DOCUMENT EXCERPT:
* begin *

I was wondering why that is and did a little bit of research. To me it seemed that there were three major reasons:
- Nobody knows that electronic counters exist
- People Counting Systems are too expensive (Especially with a big display for the customers)
- The systems are complicated and require technicians for installation
I remembered the proof of concept from ST which used a really cheap sensor. The demo was very basic and was missing things like a proper user interface but it looked promising. Could that be a better people counter that addresses the above issues?
Fast forward to today and I spent half a year developing a working prototypes and learned a ton of things about people counters.
What you can find in this Instructable
I want to share my knowledge and show you how you can rebuild my latest prototype.
If you want to learn something interesting. If you are looking for a great Internet of Things project, be it for school, university or just a weekend project, you have come to the right place 🙂
I tried to make this Instructable educational, easy to understand and interesting at the same time. If you just want to build your own people counter and don’t care about the theory, you only need 3 steps marked with “Making”. The parts marked with “Theory” give you a lot of extra knowledge but can be skipped.
We are going to start with the theory. I am going to explain how a simple people counter works. We are also going to take a short dive into the different types of people counters that are already available and get a glimpse at how those systems work. Then we are going to get into our laser people counter and all of its inner workings.
Finally we get to the interesting part: Making your own people counter. Which is 3 steps.
- Assemble the Hardware
- Upload the Software
- Connect and mount the counter
In the end we are going to take a look at the weak points and possible improvements that I discovered. As I mentioned, this is still a prototype. It is useful but has a couple of rough edges here and there.
Here is what you need
to build yourself a simple laser people counter
- WEMOS D1 Mini AliExpress | Amazon DE
- VL53L1X ToF Sensor Module AliExpress | Amazon DE
- Small Breadboard AliExpress | Amazon DE
- Jumper wires AliExpress | Amazon DE
- long Micro USB Cable AliExpress | Amazon
- USB Power Brick AliExpress | Amazon
- 3D printed enclosure (optional) STL Files in step 5
- Soldering iron
- Laptop with Arduino IDE
- 3D Printer (optional)
Step 1: Theory – How to Count People
Counting people is not that different from counting objects. We just need to place two detectors in the heading direction of a person as seen in the first image. A detector can be any kind of sensor. For now we just need to know that we have two sensors and that each of them can tell us if a person is present or not. Each sensor checks in a zone, so we have zone 1 and zone 2 that can have a person inside them or not (true or false).

* end *

STATED GOAL 1:
In the people counter excerpt, how long was spent developing working prototypes?
STATED GOAL 2:
Reproduce the part of the people counter excerpt that opens with the words containing "I was wondering" and closes with "about people counters.".

DATASET:
* begin *

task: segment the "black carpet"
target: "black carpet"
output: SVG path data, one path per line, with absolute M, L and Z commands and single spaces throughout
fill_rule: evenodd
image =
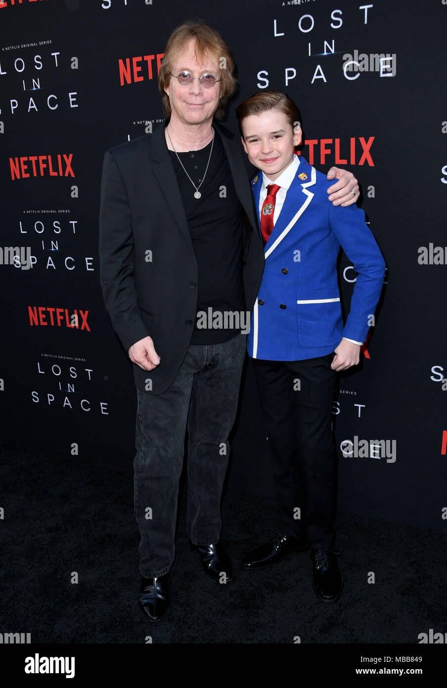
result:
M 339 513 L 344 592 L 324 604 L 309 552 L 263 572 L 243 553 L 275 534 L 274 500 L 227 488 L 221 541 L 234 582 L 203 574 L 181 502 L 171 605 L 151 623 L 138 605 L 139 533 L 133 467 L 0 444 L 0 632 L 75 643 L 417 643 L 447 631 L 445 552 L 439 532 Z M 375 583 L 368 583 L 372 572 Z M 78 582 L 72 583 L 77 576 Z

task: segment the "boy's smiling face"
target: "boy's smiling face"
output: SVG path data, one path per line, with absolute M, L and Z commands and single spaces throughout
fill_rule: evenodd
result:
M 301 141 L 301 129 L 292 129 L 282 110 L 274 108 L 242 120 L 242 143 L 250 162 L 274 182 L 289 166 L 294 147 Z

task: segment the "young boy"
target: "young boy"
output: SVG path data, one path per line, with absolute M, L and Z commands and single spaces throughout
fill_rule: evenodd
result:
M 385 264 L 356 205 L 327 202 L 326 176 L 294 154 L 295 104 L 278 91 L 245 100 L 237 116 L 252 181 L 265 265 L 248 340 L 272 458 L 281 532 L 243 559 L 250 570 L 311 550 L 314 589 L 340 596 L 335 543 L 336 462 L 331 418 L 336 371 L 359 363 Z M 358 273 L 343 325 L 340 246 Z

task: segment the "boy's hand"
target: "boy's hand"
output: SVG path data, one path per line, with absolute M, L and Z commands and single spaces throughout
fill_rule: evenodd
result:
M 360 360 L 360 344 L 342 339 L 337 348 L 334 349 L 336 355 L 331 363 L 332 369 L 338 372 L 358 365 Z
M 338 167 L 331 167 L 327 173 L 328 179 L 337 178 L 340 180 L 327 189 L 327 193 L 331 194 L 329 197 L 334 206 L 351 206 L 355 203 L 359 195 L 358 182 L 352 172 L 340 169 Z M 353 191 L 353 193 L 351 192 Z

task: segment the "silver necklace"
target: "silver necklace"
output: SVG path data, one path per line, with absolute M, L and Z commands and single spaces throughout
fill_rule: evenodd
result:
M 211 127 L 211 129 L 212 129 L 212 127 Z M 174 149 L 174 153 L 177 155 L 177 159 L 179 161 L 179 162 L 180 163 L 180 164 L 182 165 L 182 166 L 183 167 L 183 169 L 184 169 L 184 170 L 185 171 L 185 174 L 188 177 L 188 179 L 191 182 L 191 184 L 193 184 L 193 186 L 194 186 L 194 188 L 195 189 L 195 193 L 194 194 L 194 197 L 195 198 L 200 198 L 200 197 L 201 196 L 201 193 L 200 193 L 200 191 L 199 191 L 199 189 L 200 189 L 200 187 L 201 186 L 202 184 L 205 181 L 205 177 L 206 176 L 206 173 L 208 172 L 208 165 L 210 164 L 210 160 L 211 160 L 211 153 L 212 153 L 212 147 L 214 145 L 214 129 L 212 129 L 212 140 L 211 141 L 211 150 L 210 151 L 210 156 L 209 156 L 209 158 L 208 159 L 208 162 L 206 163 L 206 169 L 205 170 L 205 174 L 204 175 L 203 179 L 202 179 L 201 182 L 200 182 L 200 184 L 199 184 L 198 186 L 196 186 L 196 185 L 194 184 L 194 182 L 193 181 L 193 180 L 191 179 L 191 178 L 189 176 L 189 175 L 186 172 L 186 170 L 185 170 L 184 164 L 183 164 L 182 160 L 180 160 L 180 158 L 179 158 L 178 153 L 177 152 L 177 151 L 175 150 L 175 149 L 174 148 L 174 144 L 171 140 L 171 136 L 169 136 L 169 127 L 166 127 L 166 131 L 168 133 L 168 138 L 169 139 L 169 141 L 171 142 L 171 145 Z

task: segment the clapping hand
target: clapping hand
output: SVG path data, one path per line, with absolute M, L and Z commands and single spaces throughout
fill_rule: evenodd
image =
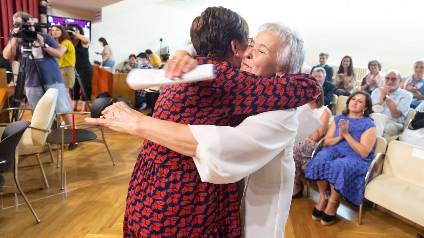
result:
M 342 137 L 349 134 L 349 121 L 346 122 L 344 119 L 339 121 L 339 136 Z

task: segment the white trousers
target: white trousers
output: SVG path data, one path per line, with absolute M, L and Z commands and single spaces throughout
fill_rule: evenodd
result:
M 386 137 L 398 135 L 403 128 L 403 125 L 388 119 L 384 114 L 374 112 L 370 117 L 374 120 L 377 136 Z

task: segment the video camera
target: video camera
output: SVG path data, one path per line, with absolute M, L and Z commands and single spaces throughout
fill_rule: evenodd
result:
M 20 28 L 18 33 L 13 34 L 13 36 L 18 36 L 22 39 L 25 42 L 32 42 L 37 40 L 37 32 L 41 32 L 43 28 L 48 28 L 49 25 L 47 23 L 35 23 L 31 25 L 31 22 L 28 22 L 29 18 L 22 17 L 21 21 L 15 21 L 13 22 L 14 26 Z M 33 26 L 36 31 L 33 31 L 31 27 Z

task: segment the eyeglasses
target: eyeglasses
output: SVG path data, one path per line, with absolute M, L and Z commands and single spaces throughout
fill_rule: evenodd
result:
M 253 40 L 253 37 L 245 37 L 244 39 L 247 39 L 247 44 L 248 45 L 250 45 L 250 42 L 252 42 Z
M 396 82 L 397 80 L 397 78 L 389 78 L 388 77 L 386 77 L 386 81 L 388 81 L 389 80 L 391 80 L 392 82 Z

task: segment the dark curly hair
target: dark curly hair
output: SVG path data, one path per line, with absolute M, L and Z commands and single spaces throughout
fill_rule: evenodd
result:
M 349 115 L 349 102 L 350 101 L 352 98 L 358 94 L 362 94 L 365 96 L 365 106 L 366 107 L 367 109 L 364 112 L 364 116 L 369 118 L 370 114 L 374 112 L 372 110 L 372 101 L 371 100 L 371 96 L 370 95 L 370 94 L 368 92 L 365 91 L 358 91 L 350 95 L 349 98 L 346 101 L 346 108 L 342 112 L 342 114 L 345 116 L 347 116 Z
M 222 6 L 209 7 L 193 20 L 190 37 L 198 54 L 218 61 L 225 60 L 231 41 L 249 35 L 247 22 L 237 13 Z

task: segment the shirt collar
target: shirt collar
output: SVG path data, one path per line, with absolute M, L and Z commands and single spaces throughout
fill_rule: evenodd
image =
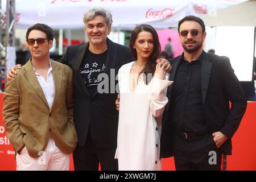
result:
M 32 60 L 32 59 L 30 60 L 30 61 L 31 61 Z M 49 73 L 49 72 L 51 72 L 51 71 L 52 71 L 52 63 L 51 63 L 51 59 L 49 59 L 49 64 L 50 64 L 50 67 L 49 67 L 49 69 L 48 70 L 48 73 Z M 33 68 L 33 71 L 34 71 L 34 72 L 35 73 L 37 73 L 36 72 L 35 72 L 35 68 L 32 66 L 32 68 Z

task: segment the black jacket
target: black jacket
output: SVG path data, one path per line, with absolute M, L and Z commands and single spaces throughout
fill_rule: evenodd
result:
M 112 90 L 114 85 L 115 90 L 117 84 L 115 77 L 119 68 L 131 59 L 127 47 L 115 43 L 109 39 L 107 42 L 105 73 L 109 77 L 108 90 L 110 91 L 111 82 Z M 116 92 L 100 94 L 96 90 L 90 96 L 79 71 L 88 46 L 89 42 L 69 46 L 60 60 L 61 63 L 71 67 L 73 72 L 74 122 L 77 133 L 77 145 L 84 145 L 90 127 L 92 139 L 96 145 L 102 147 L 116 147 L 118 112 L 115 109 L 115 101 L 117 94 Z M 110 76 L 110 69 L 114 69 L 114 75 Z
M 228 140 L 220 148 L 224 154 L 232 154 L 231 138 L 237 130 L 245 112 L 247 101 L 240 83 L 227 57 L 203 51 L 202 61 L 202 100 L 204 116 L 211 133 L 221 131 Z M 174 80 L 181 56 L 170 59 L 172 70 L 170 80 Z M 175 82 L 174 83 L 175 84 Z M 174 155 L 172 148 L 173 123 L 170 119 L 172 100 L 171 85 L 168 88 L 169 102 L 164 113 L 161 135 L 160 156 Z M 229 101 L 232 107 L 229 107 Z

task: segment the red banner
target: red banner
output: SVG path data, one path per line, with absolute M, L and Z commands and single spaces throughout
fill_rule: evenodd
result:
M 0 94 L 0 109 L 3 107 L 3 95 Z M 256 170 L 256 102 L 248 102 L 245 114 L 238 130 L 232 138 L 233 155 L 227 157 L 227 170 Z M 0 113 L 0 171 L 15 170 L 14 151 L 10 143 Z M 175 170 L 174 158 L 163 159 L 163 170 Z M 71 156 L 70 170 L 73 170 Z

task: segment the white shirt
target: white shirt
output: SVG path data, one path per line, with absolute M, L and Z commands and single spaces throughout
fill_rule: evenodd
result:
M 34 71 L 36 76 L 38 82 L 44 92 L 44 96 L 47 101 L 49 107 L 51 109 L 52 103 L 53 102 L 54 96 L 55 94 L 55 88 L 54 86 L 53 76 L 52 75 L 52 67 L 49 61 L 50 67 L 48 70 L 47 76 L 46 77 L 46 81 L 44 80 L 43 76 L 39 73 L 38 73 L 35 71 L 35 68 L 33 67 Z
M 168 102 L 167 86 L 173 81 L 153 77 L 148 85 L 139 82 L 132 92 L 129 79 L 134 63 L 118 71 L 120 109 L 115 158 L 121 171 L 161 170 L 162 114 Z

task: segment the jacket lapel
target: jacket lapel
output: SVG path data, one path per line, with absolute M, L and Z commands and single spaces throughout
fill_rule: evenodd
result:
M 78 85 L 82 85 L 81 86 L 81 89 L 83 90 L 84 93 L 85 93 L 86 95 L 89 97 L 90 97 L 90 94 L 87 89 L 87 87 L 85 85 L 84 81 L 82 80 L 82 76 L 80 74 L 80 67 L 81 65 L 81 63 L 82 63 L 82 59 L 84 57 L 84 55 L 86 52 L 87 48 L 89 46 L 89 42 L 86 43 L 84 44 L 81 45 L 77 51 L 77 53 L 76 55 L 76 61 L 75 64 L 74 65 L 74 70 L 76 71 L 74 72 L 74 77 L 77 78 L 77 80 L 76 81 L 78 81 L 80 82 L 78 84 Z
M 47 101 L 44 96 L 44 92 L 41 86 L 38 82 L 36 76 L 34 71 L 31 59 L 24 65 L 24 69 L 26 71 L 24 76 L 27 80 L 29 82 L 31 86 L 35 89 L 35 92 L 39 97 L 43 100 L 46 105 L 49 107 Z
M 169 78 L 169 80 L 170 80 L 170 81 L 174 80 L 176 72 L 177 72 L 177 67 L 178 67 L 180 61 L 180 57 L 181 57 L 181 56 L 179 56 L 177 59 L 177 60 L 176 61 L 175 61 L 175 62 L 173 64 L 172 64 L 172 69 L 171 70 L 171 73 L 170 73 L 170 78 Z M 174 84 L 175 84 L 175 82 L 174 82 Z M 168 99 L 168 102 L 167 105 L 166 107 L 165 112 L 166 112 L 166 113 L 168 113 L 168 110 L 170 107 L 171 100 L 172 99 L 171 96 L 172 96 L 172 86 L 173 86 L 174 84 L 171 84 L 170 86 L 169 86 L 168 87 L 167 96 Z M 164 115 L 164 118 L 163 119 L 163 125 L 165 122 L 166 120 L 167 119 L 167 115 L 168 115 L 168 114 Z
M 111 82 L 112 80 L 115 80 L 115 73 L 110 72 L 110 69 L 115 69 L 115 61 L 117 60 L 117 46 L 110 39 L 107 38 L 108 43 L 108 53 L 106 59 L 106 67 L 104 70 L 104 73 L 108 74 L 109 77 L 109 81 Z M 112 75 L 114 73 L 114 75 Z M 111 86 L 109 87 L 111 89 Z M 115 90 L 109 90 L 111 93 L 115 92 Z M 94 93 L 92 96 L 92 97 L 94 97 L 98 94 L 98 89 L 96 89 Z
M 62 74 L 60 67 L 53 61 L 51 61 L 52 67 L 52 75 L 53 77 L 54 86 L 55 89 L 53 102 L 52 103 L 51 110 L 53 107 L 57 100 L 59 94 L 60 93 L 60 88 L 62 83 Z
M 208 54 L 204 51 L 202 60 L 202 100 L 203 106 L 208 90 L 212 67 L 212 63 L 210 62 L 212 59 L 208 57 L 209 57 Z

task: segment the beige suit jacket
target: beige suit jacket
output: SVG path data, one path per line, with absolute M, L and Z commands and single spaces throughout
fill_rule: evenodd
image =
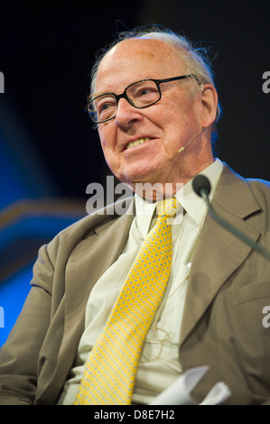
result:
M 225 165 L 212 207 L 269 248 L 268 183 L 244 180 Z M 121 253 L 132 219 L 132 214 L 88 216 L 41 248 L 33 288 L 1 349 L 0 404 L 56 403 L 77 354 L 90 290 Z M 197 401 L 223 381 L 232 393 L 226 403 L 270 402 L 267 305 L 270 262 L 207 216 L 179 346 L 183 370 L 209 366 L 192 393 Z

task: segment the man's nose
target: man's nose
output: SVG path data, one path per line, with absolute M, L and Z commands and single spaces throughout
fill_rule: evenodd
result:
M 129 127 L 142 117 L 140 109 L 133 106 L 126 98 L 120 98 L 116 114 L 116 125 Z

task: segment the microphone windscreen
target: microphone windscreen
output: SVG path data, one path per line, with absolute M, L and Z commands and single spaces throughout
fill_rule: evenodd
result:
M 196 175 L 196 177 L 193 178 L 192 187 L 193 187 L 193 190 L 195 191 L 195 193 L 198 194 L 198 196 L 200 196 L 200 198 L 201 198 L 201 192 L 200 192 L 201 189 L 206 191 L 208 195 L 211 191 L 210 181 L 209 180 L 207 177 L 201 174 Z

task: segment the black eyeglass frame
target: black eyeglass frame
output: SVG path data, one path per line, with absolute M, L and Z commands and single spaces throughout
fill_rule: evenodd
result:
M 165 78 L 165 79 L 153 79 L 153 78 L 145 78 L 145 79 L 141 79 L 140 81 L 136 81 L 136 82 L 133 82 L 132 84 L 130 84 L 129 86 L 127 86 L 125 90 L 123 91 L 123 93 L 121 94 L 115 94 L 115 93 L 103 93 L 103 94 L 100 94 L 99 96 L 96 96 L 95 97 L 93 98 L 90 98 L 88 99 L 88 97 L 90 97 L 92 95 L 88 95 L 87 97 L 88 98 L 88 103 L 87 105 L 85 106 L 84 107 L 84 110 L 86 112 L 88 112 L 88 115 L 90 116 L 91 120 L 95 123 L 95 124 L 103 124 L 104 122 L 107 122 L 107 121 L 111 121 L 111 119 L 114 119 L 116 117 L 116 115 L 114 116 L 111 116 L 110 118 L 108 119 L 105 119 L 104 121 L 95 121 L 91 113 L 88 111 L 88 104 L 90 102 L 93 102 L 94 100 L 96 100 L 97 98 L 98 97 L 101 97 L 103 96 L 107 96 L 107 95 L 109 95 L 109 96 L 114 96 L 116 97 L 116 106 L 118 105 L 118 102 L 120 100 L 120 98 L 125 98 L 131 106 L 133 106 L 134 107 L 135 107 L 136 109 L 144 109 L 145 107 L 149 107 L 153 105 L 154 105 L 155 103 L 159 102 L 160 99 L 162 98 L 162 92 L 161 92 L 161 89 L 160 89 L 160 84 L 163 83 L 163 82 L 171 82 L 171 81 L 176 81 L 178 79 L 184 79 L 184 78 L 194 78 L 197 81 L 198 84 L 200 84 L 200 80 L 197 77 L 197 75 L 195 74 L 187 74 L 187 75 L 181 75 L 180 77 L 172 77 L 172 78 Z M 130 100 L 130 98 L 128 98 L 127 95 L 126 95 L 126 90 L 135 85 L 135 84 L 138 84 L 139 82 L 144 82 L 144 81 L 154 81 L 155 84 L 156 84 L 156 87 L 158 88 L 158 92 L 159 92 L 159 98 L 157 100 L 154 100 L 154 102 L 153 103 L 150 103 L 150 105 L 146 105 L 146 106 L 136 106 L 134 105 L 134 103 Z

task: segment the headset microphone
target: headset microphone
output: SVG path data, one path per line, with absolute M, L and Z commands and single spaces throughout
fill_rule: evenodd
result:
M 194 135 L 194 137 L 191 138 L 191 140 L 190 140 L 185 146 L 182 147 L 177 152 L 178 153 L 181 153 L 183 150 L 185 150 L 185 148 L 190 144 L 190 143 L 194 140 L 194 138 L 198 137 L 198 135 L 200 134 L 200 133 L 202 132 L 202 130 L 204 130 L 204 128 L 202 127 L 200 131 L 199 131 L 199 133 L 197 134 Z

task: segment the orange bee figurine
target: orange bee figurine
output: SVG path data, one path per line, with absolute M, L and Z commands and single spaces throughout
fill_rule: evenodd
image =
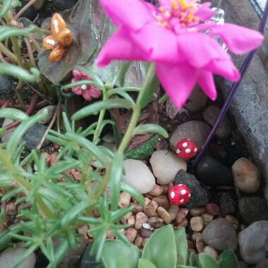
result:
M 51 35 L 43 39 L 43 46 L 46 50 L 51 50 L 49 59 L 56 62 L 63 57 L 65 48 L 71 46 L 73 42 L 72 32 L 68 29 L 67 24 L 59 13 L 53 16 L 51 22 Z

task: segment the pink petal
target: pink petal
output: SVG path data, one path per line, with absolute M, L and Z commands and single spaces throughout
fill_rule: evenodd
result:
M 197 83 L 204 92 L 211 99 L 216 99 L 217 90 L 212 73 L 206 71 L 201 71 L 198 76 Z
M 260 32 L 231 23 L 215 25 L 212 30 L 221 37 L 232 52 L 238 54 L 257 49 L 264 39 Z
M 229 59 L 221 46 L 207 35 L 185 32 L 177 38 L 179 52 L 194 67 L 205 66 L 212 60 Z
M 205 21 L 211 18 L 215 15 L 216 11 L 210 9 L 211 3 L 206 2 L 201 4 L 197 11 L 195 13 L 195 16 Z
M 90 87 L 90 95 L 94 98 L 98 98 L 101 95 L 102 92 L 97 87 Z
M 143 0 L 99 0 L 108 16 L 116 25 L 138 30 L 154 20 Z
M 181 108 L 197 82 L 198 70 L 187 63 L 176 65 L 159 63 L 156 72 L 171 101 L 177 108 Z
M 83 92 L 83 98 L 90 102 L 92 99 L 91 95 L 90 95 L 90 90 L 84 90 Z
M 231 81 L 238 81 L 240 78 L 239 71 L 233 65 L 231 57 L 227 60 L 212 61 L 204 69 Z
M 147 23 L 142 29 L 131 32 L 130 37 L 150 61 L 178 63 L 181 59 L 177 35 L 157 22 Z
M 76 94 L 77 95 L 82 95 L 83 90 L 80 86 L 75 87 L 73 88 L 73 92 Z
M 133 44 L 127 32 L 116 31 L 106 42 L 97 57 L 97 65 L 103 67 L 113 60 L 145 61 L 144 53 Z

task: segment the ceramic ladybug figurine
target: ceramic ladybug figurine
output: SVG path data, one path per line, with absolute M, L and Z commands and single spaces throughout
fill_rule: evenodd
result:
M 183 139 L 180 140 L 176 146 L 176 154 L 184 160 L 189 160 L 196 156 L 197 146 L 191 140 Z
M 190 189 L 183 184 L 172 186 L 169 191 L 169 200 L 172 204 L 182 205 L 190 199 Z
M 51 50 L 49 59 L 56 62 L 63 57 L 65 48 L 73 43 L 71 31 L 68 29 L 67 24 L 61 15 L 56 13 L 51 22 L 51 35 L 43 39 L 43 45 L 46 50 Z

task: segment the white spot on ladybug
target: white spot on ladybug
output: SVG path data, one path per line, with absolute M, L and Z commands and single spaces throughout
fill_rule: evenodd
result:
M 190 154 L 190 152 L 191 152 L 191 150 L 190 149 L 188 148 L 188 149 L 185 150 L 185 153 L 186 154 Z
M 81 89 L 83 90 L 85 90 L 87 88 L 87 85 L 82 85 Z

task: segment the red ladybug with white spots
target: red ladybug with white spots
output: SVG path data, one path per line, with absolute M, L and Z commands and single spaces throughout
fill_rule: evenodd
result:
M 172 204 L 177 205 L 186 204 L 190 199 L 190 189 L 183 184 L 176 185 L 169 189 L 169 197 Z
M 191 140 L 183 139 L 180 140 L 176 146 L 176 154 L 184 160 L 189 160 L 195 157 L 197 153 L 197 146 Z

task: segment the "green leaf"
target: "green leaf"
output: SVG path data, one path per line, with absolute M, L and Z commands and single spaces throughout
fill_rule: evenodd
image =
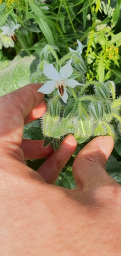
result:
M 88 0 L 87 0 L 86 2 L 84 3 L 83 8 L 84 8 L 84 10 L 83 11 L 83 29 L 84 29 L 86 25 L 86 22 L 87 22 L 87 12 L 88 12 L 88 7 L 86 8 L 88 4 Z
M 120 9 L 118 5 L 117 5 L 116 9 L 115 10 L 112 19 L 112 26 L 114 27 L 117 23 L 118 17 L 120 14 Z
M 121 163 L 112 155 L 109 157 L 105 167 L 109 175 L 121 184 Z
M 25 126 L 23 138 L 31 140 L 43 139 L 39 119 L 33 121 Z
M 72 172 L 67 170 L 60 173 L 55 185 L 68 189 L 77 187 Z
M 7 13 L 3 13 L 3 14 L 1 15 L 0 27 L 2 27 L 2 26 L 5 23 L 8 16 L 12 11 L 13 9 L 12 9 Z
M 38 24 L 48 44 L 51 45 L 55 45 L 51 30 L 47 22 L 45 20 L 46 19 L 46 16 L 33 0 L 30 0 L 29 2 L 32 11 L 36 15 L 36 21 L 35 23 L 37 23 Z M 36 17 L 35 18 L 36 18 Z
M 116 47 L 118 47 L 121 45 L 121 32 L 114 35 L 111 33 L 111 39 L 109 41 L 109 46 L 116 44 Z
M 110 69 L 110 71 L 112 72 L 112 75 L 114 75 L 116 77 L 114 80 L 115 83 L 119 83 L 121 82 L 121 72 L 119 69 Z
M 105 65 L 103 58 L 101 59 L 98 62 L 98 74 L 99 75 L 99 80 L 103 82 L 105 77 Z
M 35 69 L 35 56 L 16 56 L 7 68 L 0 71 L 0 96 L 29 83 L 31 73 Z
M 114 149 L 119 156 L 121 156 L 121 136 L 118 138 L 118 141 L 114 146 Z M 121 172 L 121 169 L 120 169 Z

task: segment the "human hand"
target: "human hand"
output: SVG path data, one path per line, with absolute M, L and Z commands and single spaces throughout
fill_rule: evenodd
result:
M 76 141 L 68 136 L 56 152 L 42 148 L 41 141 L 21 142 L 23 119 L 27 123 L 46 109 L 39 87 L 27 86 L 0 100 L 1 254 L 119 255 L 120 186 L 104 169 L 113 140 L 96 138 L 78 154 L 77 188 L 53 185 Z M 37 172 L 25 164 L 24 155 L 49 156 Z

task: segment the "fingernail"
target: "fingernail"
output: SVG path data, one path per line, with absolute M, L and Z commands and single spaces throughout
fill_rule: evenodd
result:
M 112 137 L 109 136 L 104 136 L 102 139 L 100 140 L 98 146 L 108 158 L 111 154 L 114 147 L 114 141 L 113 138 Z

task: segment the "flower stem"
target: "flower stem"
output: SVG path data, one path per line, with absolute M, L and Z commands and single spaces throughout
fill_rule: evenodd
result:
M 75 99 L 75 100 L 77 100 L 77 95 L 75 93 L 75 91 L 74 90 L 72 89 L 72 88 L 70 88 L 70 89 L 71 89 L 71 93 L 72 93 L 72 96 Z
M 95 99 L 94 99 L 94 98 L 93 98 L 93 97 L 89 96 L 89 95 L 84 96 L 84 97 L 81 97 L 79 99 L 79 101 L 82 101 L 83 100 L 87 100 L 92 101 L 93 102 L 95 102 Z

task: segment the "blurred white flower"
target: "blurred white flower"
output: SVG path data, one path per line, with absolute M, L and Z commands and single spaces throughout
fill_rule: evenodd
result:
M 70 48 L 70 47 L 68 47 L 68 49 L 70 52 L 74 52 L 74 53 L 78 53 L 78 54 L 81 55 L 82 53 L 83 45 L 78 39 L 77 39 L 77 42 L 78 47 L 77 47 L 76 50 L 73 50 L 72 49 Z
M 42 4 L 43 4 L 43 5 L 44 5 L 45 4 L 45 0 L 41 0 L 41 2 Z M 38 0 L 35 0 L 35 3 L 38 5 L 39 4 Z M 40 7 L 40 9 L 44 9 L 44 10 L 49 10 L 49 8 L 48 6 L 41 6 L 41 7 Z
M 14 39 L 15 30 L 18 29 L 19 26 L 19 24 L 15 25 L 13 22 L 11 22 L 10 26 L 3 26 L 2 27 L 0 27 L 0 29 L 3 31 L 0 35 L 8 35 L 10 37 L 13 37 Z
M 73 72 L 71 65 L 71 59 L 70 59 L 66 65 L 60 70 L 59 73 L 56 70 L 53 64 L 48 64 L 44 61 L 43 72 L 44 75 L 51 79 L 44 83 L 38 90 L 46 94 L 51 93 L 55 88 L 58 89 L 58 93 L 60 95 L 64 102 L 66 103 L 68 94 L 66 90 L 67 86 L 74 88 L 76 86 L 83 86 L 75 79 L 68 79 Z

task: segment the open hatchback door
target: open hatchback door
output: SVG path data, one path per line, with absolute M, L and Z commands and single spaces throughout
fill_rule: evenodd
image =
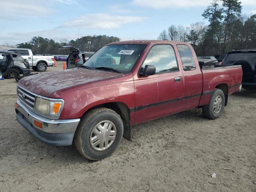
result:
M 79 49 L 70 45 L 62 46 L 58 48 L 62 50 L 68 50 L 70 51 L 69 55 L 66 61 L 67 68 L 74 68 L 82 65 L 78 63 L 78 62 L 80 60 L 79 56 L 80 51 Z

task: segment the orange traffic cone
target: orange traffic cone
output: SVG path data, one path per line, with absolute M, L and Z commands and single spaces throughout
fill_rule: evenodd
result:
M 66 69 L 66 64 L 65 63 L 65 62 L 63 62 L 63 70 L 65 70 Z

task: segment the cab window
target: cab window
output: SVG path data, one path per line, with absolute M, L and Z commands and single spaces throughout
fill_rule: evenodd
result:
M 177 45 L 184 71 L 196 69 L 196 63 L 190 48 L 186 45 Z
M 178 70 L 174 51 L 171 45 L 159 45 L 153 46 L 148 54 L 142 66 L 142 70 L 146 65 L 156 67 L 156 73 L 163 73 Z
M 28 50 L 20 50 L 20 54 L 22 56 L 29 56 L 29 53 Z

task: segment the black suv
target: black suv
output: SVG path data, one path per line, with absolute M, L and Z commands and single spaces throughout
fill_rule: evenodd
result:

* end *

EXERCISE OUTPUT 1:
Half a year.

EXERCISE OUTPUT 2:
I was wondering why that is and did a little bit of research. To me it seemed that there were three major reasons:
- Nobody knows that electronic counters exist
- People Counting Systems are too expensive (Especially with a big display for the customers)
- The systems are complicated and require technicians for installation
I remembered the proof of concept from ST which used a really cheap sensor. The demo was very basic and was missing things like a proper user interface but it looked promising. Could that be a better people counter that addresses the above issues?
Fast forward to today and I spent half a year developing a working prototypes and learned a ton of things about people counters.